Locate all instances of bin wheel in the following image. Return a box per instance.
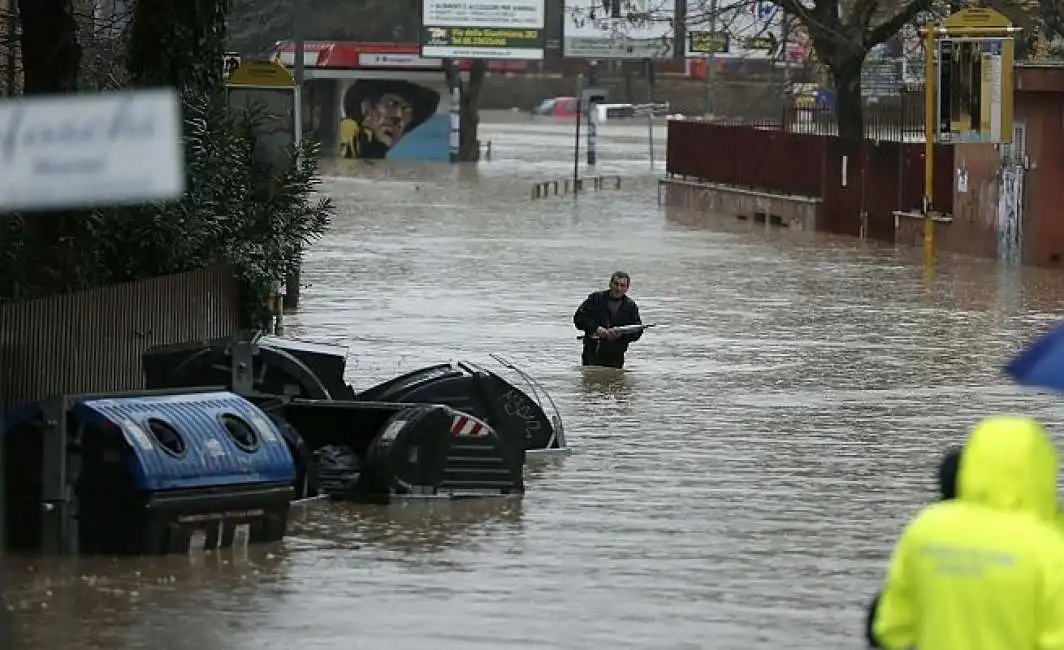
[267,413,319,501]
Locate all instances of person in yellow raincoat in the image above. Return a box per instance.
[871,416,1064,650]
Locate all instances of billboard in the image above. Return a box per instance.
[684,0,784,60]
[562,0,676,59]
[339,76,450,162]
[418,0,547,60]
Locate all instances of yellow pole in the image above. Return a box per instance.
[924,24,936,272]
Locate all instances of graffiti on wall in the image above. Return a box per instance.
[340,79,450,161]
[997,165,1025,265]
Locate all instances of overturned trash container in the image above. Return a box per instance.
[318,404,525,502]
[142,332,354,399]
[6,391,295,554]
[358,356,568,452]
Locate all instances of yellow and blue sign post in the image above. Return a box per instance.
[920,7,1021,272]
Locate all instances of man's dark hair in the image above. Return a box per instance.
[938,447,963,501]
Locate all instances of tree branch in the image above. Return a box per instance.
[866,0,932,48]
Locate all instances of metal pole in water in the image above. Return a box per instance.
[284,0,306,310]
[705,0,719,119]
[924,24,936,280]
[646,59,654,169]
[572,79,584,198]
[448,61,463,163]
[587,59,598,167]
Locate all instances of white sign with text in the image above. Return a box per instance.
[562,0,676,60]
[0,88,185,212]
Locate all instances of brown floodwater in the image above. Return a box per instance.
[10,115,1064,650]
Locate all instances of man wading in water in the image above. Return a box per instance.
[572,271,643,368]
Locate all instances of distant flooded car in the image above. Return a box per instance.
[532,97,669,122]
[532,97,578,117]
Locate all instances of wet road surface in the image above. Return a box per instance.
[13,116,1064,650]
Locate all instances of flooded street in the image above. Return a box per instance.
[12,115,1064,650]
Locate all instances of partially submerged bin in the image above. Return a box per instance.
[330,404,525,502]
[143,332,354,399]
[5,391,295,554]
[358,356,568,453]
[257,399,525,502]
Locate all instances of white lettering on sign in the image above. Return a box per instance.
[0,88,185,211]
[421,0,546,30]
[359,52,444,70]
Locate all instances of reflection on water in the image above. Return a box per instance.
[12,118,1064,650]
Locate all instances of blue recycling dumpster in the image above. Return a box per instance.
[5,391,296,554]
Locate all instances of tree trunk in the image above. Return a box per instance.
[831,56,864,139]
[459,59,487,163]
[18,0,81,95]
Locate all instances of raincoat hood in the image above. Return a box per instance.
[958,416,1059,521]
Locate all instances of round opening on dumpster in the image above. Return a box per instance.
[221,413,259,452]
[148,418,187,459]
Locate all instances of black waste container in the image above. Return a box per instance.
[344,404,525,501]
[358,362,563,450]
[142,333,354,399]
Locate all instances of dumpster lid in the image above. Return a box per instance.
[255,334,347,359]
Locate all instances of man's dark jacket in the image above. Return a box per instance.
[572,289,643,368]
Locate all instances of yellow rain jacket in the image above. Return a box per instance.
[872,417,1064,650]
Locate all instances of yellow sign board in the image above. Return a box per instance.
[935,36,1014,144]
[945,6,1012,31]
[226,61,296,88]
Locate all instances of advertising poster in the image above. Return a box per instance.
[420,0,546,61]
[562,0,676,59]
[340,79,450,161]
[684,0,784,60]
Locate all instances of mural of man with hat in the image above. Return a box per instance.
[342,79,439,159]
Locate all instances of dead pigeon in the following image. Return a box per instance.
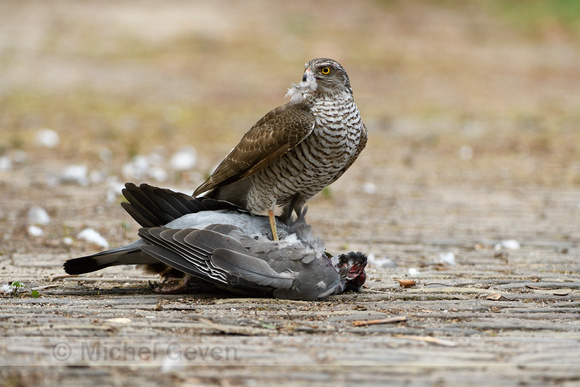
[64,183,367,300]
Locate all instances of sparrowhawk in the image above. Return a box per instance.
[193,58,367,238]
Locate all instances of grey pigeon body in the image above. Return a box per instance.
[64,184,366,300]
[194,58,367,216]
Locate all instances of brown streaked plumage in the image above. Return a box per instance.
[194,58,367,221]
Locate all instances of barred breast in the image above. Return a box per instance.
[246,93,363,213]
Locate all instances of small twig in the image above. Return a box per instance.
[48,274,78,282]
[393,335,457,347]
[352,316,407,327]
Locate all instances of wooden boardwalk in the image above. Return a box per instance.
[0,172,580,385]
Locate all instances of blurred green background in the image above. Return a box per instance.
[0,0,580,188]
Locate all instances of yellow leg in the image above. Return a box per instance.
[268,202,280,242]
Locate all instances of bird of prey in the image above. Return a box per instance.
[64,183,366,300]
[193,58,367,239]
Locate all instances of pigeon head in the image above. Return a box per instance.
[336,251,367,291]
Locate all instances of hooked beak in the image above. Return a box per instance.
[300,67,318,91]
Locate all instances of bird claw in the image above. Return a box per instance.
[149,274,192,294]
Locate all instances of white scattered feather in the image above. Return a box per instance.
[99,147,113,163]
[408,267,421,277]
[36,129,60,148]
[147,167,168,182]
[28,225,44,237]
[367,253,397,269]
[0,284,17,295]
[171,146,197,171]
[435,252,455,265]
[62,237,75,246]
[59,165,89,187]
[501,239,520,250]
[77,228,109,249]
[0,156,12,171]
[122,155,149,180]
[28,206,50,225]
[106,178,125,203]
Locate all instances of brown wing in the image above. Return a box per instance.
[328,124,368,185]
[193,103,314,196]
________
▶ WHAT NEEDS TO BE DONE: Rewrite the records above with every "Return a box per instance" changed to "Give one box for each instance" and nothing else altered, leaving out the pictures.

▶ CORRECT RESPONSE:
Locate all instances of bin wheel in the following image. Give one box for each instance.
[267,413,319,501]
Locate all instances of person in yellow raincoat in the image above. Give one box for each instance.
[871,416,1064,650]
Locate all instances of billboard in the image above. Give one box for each instance.
[684,0,784,60]
[562,0,676,59]
[339,76,450,162]
[418,0,547,60]
Locate all instances of yellow pole in the image above. Give one box for each instance.
[924,24,936,272]
Locate all instances of graffiti on wall in the image above. Give one box for each instance.
[340,79,450,161]
[997,165,1025,265]
Locate all instances of overturned trash container in the image above. Give one box for each instance.
[318,404,525,502]
[142,332,354,399]
[6,391,295,554]
[358,356,568,452]
Locate all instances of yellow and blue sign post in the image above. Give one box for each instance.
[920,7,1021,272]
Locate all instances of man's dark hair in the image above. Give one box for each instance.
[938,447,963,501]
Locate all instances of tree branch in the image above. Give one box for each instance.
[866,0,932,48]
Locate all instances of metal pole in water in the image above. Give one box for each instance.
[284,0,306,310]
[705,0,719,119]
[924,24,936,280]
[646,59,654,169]
[572,79,584,198]
[448,61,463,163]
[587,59,598,167]
Locate all instances of white sign with text in the image above. Give one box for each instance.
[562,0,676,60]
[0,88,185,212]
Locate all instances of brown floodwater in the image above. Give one box for each instance.
[10,115,1064,650]
Locate all instances of man wading in water in the image above. Give one box for each instance.
[572,271,643,368]
Locate all instances of distant flooded car in the image above. Give one box for each instance.
[532,97,669,122]
[532,97,578,117]
Locate all instances of wet road surface in the image above. Give one box for each instance.
[13,116,1064,650]
Locate all instances of flooded street in the image above. Give one box for each instance.
[12,115,1064,650]
Locate all instances of partially submerged bin in the image above. Give one box for each instance.
[330,404,525,502]
[143,332,354,399]
[5,391,295,554]
[358,356,568,453]
[257,399,525,502]
Locate all instances of white lettering on sign in the image above. Give one box for each instance.
[0,88,185,211]
[421,0,546,30]
[359,52,444,70]
Locate all instances of reflection on water in the image above. Give one box for each instance.
[12,118,1064,650]
Locate all instances of blue recycling dumpster in the image above. Give one box for each instance.
[5,391,296,554]
Locate all instances of tree trunk in the image above. Give one box for each instance.
[831,56,864,139]
[459,59,487,163]
[18,0,81,95]
Locate all instances of raincoat hood in the image above. Give one box for each instance.
[958,416,1059,521]
Locate all instances of round opening on dumpster in the image above. Give one box for each instance.
[221,413,259,452]
[148,418,187,459]
Locate all instances of black waste container in the image above. Give one box for each instance.
[344,404,525,501]
[358,362,563,450]
[142,333,354,399]
Locate all instances of dumpster lid in the image above. Give one box for each instance.
[255,334,347,359]
Locate all instances of man's dark jacket in the image above. Give one box for each instance.
[572,289,643,368]
Locate all instances of yellow rain jacket in the image above. Give one box for each instance.
[872,417,1064,650]
Locate all instances of yellow sign board in the image above. Give one box for each instance.
[935,36,1014,144]
[945,6,1012,31]
[226,61,296,88]
Locate all instances of advertising poster in the image above. Give one box for each instance.
[420,0,546,61]
[562,0,676,59]
[340,79,450,161]
[684,0,784,60]
Locate all instances of mural of man with hat in the image above. Give one box for each instance.
[342,79,439,159]
Locate all instances of dead pigeon in the following image. Give one box for each instance.
[64,183,367,300]
Locate all instances of sparrowhawk in the image above. Give one box for each instance.
[193,58,367,238]
Locate all instances of grey pigeon body in the image above. Give one box for each instance.
[64,184,366,300]
[194,58,367,216]
Locate all instances of brown streaked plumage in the image above. Give one box for each instance.
[194,58,367,221]
Locate all instances of barred breast in the image above. Give one box for each instance.
[246,93,363,213]
Locate all instances of small twig in the image above. Give one box for each instance.
[48,274,78,282]
[393,335,457,347]
[352,316,407,327]
Locate all instances of wooden boardwalk in the image above. Give one box for each instance.
[0,172,580,385]
Locate all instances of blurred green background in the image above. Give one box for each instance.
[0,0,580,188]
Locate all instances of yellow leg in the image above. Give one box for each instance.
[268,202,280,242]
Locate all instances of bird of prey in the image above. Give one box for each instance.
[64,183,366,300]
[193,58,367,239]
Locate all instances of pigeon head in the image above. Give one box for each instance.
[336,251,367,291]
Locate all instances of hooked beak in the image above. Give one box for each instance.
[300,67,318,91]
Locate all instances of bird claw in the image above. Give one box for each instance.
[149,274,192,294]
Locate all instances of white scattered feather in the image above. Give one box for each instance.
[99,147,113,163]
[408,267,421,277]
[36,129,60,148]
[147,167,168,182]
[28,225,44,237]
[367,253,397,269]
[0,284,17,295]
[171,146,197,171]
[435,252,455,265]
[62,237,75,246]
[59,165,89,187]
[501,239,520,250]
[77,228,109,249]
[0,156,12,171]
[122,155,149,180]
[28,206,50,225]
[106,178,125,203]
Locate all instances of brown wing in the image above. Give one box for each instance.
[328,124,368,185]
[193,103,314,196]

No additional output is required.